● TEXT SEGMENT:

CEOs of Facebook, Twitter and Google to appear on Capitol Hill for grilling over censorship allegations

A little less than a week before the United States announces its next president, the CEOs of Google, Facebook, and Twitter are set to be grilled by Republicans who accuse them of anti-conservative bias. 

Meanwhile, Democrats are trying to open up the discussion regarding issues such as the tech giants’ negative impact on local news.

The Senate Commerce Committee has called in Twitter CEO Jack Dorsey, Facebook’s Mark Zuckerberg, and Google CEO Sundar Pichai to testify on Wednesday. The tech bosses have agreed to appear remotely after being threatened with subpoenas.

Republican senators led by the president are throwing a number of grievances against the social media giants, which they accuse of deliberately suppressing conservative, religious, and anti-abortion views.

The unrest reached its peak earlier this month after Twitter and Facebook censored a New York Post story regarding presidential candidate Joe Biden. This was a never-seen-before action taken against a well-established media outlet. The Post cited troublesome emails from Biden’s son Hunter that were reportedly brought to light by Trump allies.

The two platforms have been censoring President Trump, press secretary Kayleigh McEnany, and numerous other conservatives without solid reasons for doing so.

From Tuesday on, Facebook is not accepting any new political advertising. Adds that were previously blocked will be able to run until the polls close next week when all political ads will be banned temporarily. Google will also be stopping political ads after the polls close. Twitter barred all political advertisements in 2019.

In addition to testifying, the bosses will also be looking into proposals to revise legal protections for online speech, an immunity that both Democrats and Republicans say enables these companies to abdicate their responsibility to impartially moderate their content.

Social media platforms are gateways to news on the internet.

As such, many say their dominance in the advertising sector has almost killed the struggling news industry, especially when it comes to local publishers.

A recent report cited the additional crushing effect of the recession caused by the coronavirus crisis. Around 7000 newspaper staff are expected to be let go this year, and newspaper revenues will reportedly go down by 70% from 20 years ago.

“Local news is an incredible engine for the creation of accurate information. We don’t want to lose that infrastructure,” Senator Maria Cantwell of Washington state said in an interview.

The Justice Department has asked Congress to take away some of the extra protections that have shielded social media companies from legal responsibility for what people post on their pages.

Earlier this year, the president signed an executive order challenging their immunity from lawsuits under a 1996 telecommunications law.

“For too long, social media platforms have hidden behind Section 230 protections to censor content that deviates from their beliefs,” Senator Roger Wicker, R-Miss said recently.

 

Ajit Pai, the head of the Federal Communications Commission, recently talked about plans to look into the legal protections, which could lead to new rules being implemented. 

Last week, the Justice Department sued Google for abusing its influential power over the web – it was a move hailed as the government’s strongest attempt to protect competition since its groundbreaking case against Microsoft more than two decades ago.

● Collected data entries:
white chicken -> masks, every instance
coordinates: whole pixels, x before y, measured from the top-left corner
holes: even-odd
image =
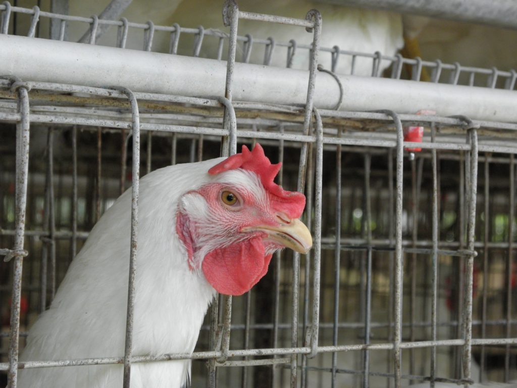
[[[140,183],[135,355],[194,350],[216,291],[240,295],[267,272],[272,254],[306,252],[310,233],[299,220],[305,197],[273,181],[271,165],[252,152],[170,166]],[[124,354],[129,263],[131,190],[92,230],[50,309],[31,329],[22,361]],[[131,386],[181,386],[190,361],[134,364]],[[120,365],[21,369],[19,386],[120,386]]]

● COMPLETE THE FOLLOWING:
A - Turn the paragraph of the tech hearing article that begins "A recent report cited" into a short bulleted list that keeps its main facts.
B - Please answer these questions using the tech hearing article, one answer per line:
(i) Which Senate committee called in the three CEOs to testify?
(ii) Which senator from Washington state spoke about local news in an interview?
(iii) Whom did the Justice Department sue last week for abusing its influence over the web?

● EXPECTED RESPONSES:
A -
- A recent report pointed to the recession caused by the coronavirus crisis as an additional blow.
- About 7,000 newspaper staff are expected to be let go this year.
- Newspaper revenues will reportedly fall by 70% from 20 years ago.

B -
(i) The Senate Commerce Committee.
(ii) Maria Cantwell.
(iii) Google.